**SHORT PROBLEM**
Present every one of the following records as a numbered list, leaving out any blank lines.

**GIVEN ENTRIES**
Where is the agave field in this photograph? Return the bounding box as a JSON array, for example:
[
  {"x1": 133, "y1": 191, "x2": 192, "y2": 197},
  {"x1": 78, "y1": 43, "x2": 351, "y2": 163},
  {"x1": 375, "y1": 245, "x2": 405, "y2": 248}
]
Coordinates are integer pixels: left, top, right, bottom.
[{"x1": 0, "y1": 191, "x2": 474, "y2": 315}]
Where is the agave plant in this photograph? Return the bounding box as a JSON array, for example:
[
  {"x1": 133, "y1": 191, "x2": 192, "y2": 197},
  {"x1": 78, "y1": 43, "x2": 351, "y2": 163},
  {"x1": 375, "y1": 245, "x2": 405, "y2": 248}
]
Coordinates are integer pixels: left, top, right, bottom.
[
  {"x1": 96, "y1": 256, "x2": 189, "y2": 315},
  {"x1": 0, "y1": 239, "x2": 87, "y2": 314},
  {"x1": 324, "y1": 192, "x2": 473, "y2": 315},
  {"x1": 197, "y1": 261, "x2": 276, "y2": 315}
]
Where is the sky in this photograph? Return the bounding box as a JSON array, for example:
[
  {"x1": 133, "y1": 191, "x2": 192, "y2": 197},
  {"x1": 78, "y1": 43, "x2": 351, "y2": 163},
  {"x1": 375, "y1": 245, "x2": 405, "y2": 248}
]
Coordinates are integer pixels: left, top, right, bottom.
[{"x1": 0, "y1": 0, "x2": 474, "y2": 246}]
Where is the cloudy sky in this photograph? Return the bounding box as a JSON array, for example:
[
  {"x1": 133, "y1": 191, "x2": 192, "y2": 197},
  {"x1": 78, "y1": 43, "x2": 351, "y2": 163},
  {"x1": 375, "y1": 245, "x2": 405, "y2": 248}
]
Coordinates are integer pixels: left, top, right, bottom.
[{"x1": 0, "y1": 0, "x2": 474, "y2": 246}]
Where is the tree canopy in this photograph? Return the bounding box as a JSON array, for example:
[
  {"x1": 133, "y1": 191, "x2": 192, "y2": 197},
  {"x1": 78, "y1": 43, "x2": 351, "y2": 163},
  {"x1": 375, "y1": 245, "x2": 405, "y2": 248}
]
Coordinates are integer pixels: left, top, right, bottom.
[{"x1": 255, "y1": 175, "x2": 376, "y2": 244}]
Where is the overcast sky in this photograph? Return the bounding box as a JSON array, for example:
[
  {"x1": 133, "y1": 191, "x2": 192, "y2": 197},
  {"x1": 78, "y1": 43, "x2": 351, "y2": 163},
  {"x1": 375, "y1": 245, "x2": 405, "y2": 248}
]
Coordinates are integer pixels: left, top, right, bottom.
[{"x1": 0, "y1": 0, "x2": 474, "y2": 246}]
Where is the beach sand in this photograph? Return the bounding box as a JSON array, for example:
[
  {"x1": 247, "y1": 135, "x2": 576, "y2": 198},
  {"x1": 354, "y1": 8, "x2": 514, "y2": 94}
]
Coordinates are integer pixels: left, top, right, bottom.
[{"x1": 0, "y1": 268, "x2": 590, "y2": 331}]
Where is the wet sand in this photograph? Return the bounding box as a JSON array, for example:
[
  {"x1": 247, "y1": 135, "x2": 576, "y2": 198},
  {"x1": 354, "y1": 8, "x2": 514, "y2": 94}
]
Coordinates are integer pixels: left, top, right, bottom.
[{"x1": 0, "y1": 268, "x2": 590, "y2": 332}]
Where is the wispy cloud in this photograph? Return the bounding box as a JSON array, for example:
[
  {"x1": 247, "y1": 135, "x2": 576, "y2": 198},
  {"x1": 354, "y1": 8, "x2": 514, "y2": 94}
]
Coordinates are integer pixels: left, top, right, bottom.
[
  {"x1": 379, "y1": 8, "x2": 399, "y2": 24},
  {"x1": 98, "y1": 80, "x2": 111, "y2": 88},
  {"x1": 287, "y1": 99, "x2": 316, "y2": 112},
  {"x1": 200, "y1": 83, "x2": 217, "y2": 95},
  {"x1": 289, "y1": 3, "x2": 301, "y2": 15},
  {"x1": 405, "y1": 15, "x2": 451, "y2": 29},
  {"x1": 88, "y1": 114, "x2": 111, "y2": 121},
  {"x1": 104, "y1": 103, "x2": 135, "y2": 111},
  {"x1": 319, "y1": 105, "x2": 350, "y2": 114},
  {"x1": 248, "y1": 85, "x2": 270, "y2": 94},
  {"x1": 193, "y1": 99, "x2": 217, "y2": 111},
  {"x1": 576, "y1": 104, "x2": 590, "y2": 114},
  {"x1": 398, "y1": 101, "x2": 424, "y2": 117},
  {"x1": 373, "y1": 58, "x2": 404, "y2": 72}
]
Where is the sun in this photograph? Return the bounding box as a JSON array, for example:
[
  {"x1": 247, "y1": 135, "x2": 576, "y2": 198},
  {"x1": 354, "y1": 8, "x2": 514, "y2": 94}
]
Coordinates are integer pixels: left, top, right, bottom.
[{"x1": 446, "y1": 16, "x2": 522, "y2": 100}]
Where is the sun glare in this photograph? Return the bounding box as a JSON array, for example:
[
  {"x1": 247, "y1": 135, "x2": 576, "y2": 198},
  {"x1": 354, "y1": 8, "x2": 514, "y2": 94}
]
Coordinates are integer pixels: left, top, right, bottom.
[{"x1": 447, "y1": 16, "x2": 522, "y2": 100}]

**TASK ANSWER**
1. Where is the agave field in this photograph? Return the bounding box as a JSON array, for example:
2. [
3.   {"x1": 133, "y1": 191, "x2": 192, "y2": 197},
4.   {"x1": 78, "y1": 43, "x2": 351, "y2": 163},
5.   {"x1": 375, "y1": 245, "x2": 405, "y2": 248}
6. ]
7. Coordinates are integer pixels: left, top, right, bottom.
8. [{"x1": 0, "y1": 191, "x2": 474, "y2": 315}]
9. Where is the agave plant in this photograph? Return the bounding box as a JSON array, for example:
10. [
11.   {"x1": 133, "y1": 191, "x2": 192, "y2": 197},
12.   {"x1": 78, "y1": 43, "x2": 351, "y2": 163},
13.   {"x1": 375, "y1": 245, "x2": 405, "y2": 248}
14. ]
15. Coordinates are integer pixels: left, top, right, bottom.
16. [
17.   {"x1": 96, "y1": 256, "x2": 189, "y2": 315},
18.   {"x1": 0, "y1": 239, "x2": 87, "y2": 314},
19.   {"x1": 324, "y1": 192, "x2": 473, "y2": 315},
20.   {"x1": 197, "y1": 261, "x2": 276, "y2": 315}
21. ]
22. Where is the sky in this photograph? Return the bounding box as a JSON array, for example:
23. [
24.   {"x1": 133, "y1": 191, "x2": 192, "y2": 197},
25.   {"x1": 78, "y1": 43, "x2": 351, "y2": 163},
26.   {"x1": 375, "y1": 245, "x2": 405, "y2": 248}
27. ]
28. Coordinates are integer pixels: left, top, right, bottom.
29. [{"x1": 0, "y1": 0, "x2": 474, "y2": 246}]
30. Where is the cloudy sky in this photograph? Return the bounding box as a JSON array, for example:
31. [
32.   {"x1": 133, "y1": 191, "x2": 192, "y2": 197},
33.   {"x1": 78, "y1": 43, "x2": 351, "y2": 163},
34.   {"x1": 375, "y1": 245, "x2": 405, "y2": 248}
35. ]
36. Coordinates are integer pixels: left, top, right, bottom.
37. [{"x1": 0, "y1": 0, "x2": 474, "y2": 246}]
38. Where is the tree canopy in this photograph? Return the bounding box as a JSON array, for example:
39. [
40.   {"x1": 133, "y1": 191, "x2": 192, "y2": 197},
41.   {"x1": 78, "y1": 43, "x2": 351, "y2": 163},
42.   {"x1": 375, "y1": 245, "x2": 405, "y2": 248}
43. ]
44. Coordinates are integer pixels: left, top, right, bottom.
45. [{"x1": 255, "y1": 175, "x2": 376, "y2": 244}]
46. Where is the overcast sky in this photograph? Return the bounding box as a JSON array, for example:
47. [
48.   {"x1": 133, "y1": 191, "x2": 192, "y2": 197},
49.   {"x1": 78, "y1": 43, "x2": 351, "y2": 163},
50.   {"x1": 375, "y1": 245, "x2": 405, "y2": 248}
51. ]
52. Coordinates are integer pixels: left, top, right, bottom.
53. [{"x1": 0, "y1": 0, "x2": 474, "y2": 246}]
54. Where is the beach sand in this photograph? Return the bounding box as a JSON array, for example:
55. [
56.   {"x1": 247, "y1": 135, "x2": 576, "y2": 198},
57.   {"x1": 354, "y1": 8, "x2": 514, "y2": 94}
58. ]
59. Coordinates are integer pixels: left, top, right, bottom.
60. [{"x1": 0, "y1": 268, "x2": 590, "y2": 331}]
61. Where is the wet sand in this photograph? Return the bounding box as a JSON array, for example:
62. [
63.   {"x1": 247, "y1": 135, "x2": 576, "y2": 198},
64.   {"x1": 354, "y1": 8, "x2": 514, "y2": 94}
65. ]
66. Coordinates are integer pixels: left, top, right, bottom.
67. [{"x1": 0, "y1": 268, "x2": 590, "y2": 332}]
68. Where is the wispy cloud in this photograph? Return the bounding box as a JSON array, for example:
69. [
70.   {"x1": 247, "y1": 135, "x2": 576, "y2": 198},
71.   {"x1": 354, "y1": 8, "x2": 514, "y2": 94}
72. ]
73. Coordinates are integer pixels: left, top, right, bottom.
74. [
75.   {"x1": 379, "y1": 8, "x2": 399, "y2": 24},
76.   {"x1": 98, "y1": 80, "x2": 111, "y2": 88},
77.   {"x1": 287, "y1": 99, "x2": 316, "y2": 112},
78.   {"x1": 200, "y1": 83, "x2": 217, "y2": 95},
79.   {"x1": 289, "y1": 3, "x2": 301, "y2": 15},
80.   {"x1": 405, "y1": 15, "x2": 451, "y2": 29},
81.   {"x1": 88, "y1": 114, "x2": 111, "y2": 121},
82.   {"x1": 104, "y1": 103, "x2": 135, "y2": 111},
83.   {"x1": 319, "y1": 105, "x2": 350, "y2": 114},
84.   {"x1": 248, "y1": 85, "x2": 270, "y2": 94},
85.   {"x1": 193, "y1": 99, "x2": 217, "y2": 111},
86.   {"x1": 576, "y1": 104, "x2": 590, "y2": 114},
87.   {"x1": 398, "y1": 101, "x2": 424, "y2": 117},
88.   {"x1": 373, "y1": 58, "x2": 404, "y2": 72}
89. ]
90. Where is the sun in this photograph? Return the bounding box as a JSON array, for example:
91. [
92.   {"x1": 247, "y1": 135, "x2": 576, "y2": 198},
93.   {"x1": 354, "y1": 8, "x2": 514, "y2": 94}
94. ]
95. Coordinates are integer pixels: left, top, right, bottom.
96. [{"x1": 446, "y1": 16, "x2": 522, "y2": 100}]
97. Where is the sun glare in this photograph? Return the bounding box as a JSON array, for example:
98. [
99.   {"x1": 247, "y1": 135, "x2": 576, "y2": 198},
100.   {"x1": 354, "y1": 8, "x2": 514, "y2": 94}
101. ]
102. Coordinates are integer pixels: left, top, right, bottom.
103. [{"x1": 447, "y1": 16, "x2": 522, "y2": 100}]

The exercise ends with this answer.